§ ZU ERLEDIGENDE AUFGABE
Schreiben Sie sämtliche nachstehenden Datensätze Zeile für Zeile unverändert ab.

***** QUELLDATEN

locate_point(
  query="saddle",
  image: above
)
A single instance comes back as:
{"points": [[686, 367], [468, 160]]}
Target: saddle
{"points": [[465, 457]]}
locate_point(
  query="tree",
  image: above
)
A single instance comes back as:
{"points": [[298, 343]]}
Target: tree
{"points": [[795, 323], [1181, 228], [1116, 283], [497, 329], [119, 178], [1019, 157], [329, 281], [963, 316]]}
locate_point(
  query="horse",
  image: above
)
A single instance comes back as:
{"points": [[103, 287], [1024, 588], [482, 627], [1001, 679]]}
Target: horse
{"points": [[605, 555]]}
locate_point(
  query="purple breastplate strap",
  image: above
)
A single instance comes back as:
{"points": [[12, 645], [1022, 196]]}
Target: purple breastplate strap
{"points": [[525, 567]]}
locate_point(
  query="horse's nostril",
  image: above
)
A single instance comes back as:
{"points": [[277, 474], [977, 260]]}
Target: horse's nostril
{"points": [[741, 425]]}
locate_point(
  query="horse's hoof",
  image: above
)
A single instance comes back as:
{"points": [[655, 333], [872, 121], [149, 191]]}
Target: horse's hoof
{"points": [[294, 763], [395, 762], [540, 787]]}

**********

§ ERGEBNIS DIESER AUFGABE
locate_point(
  query="saddle",
  image: above
)
A single instance comes back as:
{"points": [[686, 367], [468, 160]]}
Target: saddle
{"points": [[465, 457]]}
locate_point(
  query="tree",
  image: above
)
A single instance comes back as:
{"points": [[298, 343]]}
Target: tree
{"points": [[795, 323], [1181, 228], [1116, 283], [497, 329], [119, 178], [1019, 157], [329, 281], [963, 316]]}
locate_point(
  query="horse",
  image: above
)
A single instance comes back as:
{"points": [[103, 287], [1024, 588], [482, 627], [1001, 679]]}
Target: horse
{"points": [[605, 555]]}
locate_point(
  query="purple breastplate strap",
  image: above
)
A single instance comes back as:
{"points": [[12, 645], [1022, 196]]}
Target: purple breastplate strap
{"points": [[525, 567]]}
locate_point(
  query="horse's nostril",
  image: above
)
A single instance comes back as:
{"points": [[277, 474], [977, 260]]}
Target: horse's nostril
{"points": [[741, 425]]}
locate_point(
  query="horse's hoof",
  image: above
)
A single instance comes back as:
{"points": [[655, 333], [872, 121], [149, 191]]}
Target: horse's hoof
{"points": [[294, 763], [395, 762], [540, 787]]}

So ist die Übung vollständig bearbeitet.